**Description of the task:** The response must consist of the lines below from the one with "Outline every instance of the gray" through the one with "--target white window trim", exactly as they appear and with both ends kept.

(Stored dataset items)
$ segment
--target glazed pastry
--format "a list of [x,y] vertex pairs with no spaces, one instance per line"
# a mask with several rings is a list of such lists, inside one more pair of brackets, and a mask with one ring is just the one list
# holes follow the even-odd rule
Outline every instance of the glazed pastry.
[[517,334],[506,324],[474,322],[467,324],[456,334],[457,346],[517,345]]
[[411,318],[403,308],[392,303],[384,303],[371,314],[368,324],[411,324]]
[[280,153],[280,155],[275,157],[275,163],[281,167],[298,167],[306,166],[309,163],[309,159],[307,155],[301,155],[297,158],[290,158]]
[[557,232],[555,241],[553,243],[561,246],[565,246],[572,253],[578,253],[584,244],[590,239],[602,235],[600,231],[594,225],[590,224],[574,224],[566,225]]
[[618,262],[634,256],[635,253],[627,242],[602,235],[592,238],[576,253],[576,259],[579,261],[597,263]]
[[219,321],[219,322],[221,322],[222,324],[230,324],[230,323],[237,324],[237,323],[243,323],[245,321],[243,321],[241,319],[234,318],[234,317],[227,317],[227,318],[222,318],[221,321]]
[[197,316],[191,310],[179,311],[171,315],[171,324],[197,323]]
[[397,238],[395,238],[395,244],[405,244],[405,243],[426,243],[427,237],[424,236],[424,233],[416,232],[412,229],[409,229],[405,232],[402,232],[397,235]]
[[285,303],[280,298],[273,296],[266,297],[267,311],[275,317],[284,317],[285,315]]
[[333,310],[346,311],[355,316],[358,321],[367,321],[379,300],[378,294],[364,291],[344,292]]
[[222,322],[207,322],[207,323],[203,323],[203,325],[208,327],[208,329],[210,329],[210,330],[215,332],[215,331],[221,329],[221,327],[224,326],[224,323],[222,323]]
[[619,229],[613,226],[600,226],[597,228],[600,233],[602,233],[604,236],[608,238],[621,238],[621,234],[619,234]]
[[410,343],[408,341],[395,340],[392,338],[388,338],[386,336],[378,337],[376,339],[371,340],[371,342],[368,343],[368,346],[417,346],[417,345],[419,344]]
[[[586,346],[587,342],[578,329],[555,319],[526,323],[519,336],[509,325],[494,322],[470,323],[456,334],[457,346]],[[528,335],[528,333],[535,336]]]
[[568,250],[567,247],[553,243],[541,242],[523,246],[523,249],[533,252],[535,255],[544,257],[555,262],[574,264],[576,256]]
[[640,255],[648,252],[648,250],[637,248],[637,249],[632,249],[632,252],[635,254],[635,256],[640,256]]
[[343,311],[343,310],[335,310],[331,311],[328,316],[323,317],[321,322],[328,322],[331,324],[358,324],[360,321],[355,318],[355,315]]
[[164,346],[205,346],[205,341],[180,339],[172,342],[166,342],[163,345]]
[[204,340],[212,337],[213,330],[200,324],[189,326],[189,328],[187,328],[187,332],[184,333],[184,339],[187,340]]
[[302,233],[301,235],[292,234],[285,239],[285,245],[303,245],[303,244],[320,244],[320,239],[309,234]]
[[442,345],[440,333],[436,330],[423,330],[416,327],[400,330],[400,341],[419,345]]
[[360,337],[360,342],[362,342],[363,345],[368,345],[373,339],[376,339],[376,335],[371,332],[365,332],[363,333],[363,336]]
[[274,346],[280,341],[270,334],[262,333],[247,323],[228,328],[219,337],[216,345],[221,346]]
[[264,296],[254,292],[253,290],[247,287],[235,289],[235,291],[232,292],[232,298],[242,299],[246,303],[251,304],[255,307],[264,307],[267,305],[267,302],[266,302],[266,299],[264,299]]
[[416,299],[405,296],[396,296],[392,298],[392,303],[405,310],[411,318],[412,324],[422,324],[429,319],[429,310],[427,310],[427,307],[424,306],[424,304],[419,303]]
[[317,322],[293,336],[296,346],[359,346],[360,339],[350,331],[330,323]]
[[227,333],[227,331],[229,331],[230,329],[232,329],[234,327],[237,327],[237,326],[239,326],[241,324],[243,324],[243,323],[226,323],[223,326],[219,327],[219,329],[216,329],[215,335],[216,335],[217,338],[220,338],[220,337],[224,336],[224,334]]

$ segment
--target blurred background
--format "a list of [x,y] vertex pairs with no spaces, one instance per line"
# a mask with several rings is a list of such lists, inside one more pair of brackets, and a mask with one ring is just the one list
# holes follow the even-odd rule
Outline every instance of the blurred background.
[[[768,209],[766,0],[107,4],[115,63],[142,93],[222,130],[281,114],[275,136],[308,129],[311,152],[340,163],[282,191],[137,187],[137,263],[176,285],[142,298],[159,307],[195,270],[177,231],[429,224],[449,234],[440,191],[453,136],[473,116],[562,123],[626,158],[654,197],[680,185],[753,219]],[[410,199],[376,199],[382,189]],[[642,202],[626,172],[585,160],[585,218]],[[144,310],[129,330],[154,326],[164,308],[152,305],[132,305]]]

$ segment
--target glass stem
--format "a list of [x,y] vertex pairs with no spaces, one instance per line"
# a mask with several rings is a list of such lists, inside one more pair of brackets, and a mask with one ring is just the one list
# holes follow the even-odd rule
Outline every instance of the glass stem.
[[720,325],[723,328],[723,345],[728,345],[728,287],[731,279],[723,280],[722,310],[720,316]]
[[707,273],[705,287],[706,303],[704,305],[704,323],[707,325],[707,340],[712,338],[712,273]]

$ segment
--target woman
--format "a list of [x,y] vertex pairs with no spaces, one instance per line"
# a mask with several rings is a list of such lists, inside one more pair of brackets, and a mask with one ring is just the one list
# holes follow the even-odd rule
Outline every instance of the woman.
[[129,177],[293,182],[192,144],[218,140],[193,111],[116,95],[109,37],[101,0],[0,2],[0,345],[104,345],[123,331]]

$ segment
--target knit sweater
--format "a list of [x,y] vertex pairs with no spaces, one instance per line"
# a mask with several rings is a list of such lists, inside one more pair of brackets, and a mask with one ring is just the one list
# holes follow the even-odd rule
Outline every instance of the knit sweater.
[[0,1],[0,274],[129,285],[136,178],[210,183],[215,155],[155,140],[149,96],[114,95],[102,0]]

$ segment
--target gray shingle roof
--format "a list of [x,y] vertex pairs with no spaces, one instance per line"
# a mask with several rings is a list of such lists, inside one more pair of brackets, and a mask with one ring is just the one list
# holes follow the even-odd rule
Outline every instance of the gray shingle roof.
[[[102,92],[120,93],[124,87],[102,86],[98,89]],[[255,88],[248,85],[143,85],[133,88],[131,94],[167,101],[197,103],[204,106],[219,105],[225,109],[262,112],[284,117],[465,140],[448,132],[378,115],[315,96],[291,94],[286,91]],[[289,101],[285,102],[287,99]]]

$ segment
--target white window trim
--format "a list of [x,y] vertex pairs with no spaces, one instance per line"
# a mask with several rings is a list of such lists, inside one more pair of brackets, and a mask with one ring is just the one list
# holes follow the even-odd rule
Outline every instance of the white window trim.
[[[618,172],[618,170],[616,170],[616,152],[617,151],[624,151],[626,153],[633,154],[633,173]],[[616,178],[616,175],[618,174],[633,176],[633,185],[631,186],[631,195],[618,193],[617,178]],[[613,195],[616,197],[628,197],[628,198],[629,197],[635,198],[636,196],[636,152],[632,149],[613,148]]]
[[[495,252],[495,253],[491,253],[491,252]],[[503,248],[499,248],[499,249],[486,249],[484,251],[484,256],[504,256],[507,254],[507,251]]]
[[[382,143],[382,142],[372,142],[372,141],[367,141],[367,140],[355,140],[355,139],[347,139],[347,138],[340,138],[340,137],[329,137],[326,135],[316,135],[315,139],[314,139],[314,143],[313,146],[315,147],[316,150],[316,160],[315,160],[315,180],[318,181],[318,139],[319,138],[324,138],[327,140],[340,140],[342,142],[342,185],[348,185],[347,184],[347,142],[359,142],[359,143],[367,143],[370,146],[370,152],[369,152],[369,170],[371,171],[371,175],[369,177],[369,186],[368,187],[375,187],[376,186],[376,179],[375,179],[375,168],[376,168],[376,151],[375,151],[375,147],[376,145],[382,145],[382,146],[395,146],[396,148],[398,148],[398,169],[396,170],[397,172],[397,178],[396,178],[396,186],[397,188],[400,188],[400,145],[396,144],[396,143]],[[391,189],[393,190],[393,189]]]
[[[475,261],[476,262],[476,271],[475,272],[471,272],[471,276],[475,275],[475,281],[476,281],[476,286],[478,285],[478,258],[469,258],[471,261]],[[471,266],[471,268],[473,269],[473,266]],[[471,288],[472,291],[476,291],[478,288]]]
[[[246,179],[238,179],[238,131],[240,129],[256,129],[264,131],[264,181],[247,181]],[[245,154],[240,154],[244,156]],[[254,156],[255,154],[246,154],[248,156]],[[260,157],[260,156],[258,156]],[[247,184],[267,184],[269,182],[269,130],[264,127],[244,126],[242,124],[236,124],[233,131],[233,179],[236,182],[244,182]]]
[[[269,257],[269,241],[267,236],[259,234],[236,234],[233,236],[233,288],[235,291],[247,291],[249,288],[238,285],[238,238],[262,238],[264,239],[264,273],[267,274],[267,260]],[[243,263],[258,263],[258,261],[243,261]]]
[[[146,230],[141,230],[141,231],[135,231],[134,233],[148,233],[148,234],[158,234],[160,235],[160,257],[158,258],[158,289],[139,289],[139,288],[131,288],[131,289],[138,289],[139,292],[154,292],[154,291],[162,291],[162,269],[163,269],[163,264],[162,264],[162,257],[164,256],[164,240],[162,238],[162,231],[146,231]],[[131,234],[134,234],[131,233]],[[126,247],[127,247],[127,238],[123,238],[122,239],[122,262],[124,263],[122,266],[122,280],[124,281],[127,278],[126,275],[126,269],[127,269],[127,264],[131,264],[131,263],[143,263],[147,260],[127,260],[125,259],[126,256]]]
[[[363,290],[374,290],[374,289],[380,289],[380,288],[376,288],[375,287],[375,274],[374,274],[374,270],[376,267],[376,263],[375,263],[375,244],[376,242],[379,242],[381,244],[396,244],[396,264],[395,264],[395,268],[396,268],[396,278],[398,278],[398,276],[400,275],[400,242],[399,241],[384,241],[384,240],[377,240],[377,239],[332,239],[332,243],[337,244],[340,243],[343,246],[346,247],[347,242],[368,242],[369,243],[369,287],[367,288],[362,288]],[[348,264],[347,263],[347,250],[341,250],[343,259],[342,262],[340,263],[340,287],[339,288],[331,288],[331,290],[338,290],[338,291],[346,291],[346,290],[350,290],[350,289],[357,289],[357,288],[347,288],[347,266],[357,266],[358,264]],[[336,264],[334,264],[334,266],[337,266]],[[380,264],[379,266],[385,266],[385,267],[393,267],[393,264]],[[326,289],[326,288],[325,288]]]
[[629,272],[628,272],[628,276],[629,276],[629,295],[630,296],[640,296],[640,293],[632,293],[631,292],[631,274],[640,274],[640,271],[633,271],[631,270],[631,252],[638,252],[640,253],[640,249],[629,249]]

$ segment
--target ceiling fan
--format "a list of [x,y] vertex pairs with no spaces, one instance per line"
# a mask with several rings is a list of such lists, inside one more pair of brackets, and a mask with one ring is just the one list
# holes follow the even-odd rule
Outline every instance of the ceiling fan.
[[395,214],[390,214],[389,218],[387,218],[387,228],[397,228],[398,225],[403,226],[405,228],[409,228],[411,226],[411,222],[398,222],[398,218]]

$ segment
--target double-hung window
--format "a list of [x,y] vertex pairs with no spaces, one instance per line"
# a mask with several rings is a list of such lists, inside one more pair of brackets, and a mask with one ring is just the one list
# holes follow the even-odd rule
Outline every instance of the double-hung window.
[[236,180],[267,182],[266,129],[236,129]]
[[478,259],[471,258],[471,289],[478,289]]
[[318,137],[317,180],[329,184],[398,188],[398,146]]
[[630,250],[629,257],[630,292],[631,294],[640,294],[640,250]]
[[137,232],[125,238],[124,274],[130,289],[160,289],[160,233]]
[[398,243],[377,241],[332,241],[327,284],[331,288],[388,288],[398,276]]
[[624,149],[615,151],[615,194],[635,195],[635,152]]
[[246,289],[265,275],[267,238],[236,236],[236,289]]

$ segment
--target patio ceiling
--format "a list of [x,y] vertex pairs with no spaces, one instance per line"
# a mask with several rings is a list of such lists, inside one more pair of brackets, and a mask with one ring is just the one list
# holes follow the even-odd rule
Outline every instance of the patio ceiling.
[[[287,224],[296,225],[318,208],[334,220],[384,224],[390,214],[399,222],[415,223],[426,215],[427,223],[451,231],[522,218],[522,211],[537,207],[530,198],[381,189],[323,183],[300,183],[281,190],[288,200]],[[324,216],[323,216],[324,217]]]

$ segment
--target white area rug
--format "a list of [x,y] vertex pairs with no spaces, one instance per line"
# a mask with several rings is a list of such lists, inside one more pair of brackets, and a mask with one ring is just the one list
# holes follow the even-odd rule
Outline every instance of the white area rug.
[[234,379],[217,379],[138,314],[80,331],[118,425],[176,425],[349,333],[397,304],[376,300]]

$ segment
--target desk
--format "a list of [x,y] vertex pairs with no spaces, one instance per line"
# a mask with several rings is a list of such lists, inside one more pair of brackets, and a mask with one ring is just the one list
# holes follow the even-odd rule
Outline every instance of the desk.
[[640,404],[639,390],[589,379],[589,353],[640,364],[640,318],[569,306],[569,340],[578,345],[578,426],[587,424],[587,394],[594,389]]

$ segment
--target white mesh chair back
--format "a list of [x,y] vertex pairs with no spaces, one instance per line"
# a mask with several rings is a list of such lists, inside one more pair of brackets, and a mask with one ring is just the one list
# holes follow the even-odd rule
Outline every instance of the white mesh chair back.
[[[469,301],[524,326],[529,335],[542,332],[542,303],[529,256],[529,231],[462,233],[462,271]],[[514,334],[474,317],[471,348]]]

**Expected answer:**
Outline every instance of the gray shingle roof.
[[[102,92],[120,93],[124,87],[102,86],[98,89]],[[255,88],[248,85],[143,85],[133,88],[131,94],[167,101],[197,103],[204,106],[219,105],[225,109],[262,112],[284,117],[465,140],[448,132],[378,115],[315,96],[291,94],[286,91]],[[289,101],[285,102],[287,99]]]

$ segment
--target white window trim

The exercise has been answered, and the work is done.